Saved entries

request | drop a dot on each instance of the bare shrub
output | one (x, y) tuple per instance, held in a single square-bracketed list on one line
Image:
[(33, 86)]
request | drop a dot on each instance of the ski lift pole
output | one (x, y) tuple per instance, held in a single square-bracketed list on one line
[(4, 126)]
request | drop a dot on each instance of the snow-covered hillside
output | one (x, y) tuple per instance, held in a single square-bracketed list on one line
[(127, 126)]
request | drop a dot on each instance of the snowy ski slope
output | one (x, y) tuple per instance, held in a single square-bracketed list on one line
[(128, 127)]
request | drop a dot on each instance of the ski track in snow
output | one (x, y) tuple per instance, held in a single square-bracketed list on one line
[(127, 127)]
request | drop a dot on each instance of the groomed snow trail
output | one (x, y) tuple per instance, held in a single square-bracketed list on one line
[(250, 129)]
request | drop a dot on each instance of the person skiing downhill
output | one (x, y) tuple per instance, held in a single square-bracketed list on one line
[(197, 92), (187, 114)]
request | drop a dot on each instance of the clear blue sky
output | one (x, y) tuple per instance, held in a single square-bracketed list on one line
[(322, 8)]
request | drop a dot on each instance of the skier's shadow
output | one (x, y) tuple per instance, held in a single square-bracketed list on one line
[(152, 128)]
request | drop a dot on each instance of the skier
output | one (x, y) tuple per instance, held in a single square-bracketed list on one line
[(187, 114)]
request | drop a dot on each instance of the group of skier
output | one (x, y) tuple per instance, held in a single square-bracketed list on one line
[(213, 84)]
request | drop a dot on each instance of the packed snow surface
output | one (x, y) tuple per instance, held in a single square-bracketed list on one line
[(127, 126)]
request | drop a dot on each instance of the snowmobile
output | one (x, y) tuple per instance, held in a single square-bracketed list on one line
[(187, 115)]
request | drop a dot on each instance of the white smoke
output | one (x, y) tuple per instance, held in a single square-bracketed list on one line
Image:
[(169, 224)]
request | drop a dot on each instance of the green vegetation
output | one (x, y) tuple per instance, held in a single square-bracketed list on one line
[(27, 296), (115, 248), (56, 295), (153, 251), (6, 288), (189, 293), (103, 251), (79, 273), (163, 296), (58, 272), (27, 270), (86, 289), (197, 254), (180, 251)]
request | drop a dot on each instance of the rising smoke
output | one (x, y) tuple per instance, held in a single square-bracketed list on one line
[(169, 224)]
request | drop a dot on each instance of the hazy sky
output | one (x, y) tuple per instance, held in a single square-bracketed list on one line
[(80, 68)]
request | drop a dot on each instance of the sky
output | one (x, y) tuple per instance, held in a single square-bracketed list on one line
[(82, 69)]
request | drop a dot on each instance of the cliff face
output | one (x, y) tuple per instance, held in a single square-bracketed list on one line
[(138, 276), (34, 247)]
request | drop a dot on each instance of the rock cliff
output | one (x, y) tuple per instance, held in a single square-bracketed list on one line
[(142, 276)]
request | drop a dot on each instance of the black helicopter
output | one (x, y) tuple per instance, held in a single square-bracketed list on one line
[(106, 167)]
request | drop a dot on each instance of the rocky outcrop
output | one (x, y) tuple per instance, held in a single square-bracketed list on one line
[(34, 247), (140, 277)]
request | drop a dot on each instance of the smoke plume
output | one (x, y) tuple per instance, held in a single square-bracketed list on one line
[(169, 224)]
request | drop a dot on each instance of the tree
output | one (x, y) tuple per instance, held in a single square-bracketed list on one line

Aim of the task: Your task is to copy every record exactly.

Task response:
request | drop a dot on each instance of the bare shrub
output | one (x, y) tuple per instance, held in a single square-bracketed list on one line
Image:
[(33, 86)]
request | drop a dot on each instance of the ski lift pole
output | one (x, y) tuple per instance, held in a single square-bracketed list on one line
[(4, 126)]
request | drop a dot on each instance of the snow-covered hillside
output | one (x, y) tuple per instance, held in a single square-bracketed list on one line
[(127, 126)]
request | drop a dot on each instance of the snowy ski slope
output | one (x, y) tuple per instance, held in a single square-bracketed list on one line
[(128, 127)]
request | drop a dot on each instance of the ski track in snow
output | one (x, y) tuple per instance, held in a single square-bracketed list on one line
[(127, 127)]
request | drop a dot on each instance of the groomed snow trail
output | one (x, y) tuple per instance, held in a single square-bracketed list on one line
[(250, 129)]
request | drop a dot on each instance of the person skiing downhill
output | one (x, y) tuple per instance, held in a single square-bracketed list on one line
[(197, 92), (187, 114)]
request | drop a dot on each instance of the clear blue sky
output | one (x, y) tuple per instance, held in a single square-bracketed list on one line
[(322, 8)]
request | drop a dot on each instance of the skier's shadow
output | one (x, y) tuple per instance, held in a single square-bracketed list on one line
[(152, 128)]
request | drop a dot on each instance of the skier
output | one (x, y) tuple per instance, held in a single square-bracketed list on one line
[(187, 114)]
request | drop a dot on each instance of the group of skier
output | one (x, y) tuple per instance, held in a single square-bracketed list on one line
[(213, 84)]
request | drop a dot on each instance of the packed snow surface
output | one (x, y) tuple per instance, held in a single square-bracketed list on one line
[(127, 126)]
request | drop a dot on each instance of the snowmobile
output | one (x, y) tuple per instance, held in a single square-bracketed list on one line
[(187, 115)]
request | drop a dot on each instance of the white smoke
output | one (x, y) tuple per instance, held in a single square-bracketed list on one line
Image:
[(169, 224)]
request | drop a dot on each instance of the green vegetation
output | one (x, y) tuple per instance, held in a single square-bracketed list on one line
[(27, 296), (115, 248), (56, 295), (153, 251), (6, 288), (189, 293), (103, 251), (79, 273), (163, 296), (58, 272), (27, 270), (86, 289), (197, 254), (180, 251)]
request | drop a dot on each instance of the rising smoke
output | one (x, y) tuple per instance, held in a single square-bracketed list on one line
[(169, 224)]
request | drop a dot on each instance of the hazy sky
output | one (x, y) tuple per instance, held in a single square-bracketed list on one line
[(80, 68)]
request | drop a dot on each instance of the sky
output | one (x, y) tuple per instance, held in a single square-bracketed list on one line
[(82, 69)]
request | drop a dot on each instance of the cliff face
output | one (x, y) tuple per instance, held in a single square-bracketed list on one line
[(138, 276), (34, 247)]
request | drop a dot on each instance of the rock cliff
output | one (x, y) tuple per instance, held in a single square-bracketed list on one line
[(142, 276)]
request | drop a dot on each instance of the black helicopter
output | one (x, y) tuple per instance, held in a single square-bracketed list on one line
[(106, 167)]
request | drop a dot on each instance of the rocky outcrop
output | one (x, y) tuple per instance, held in a single square-bracketed list on one line
[(34, 247), (140, 277)]
request | drop a dot on each instance of the smoke plume
output | one (x, y) tuple per instance, held in a single square-bracketed list on one line
[(169, 224)]
request | drop a dot on each instance of the tree
output | one (x, y) tuple per instance, held in a single square-bracketed list on one line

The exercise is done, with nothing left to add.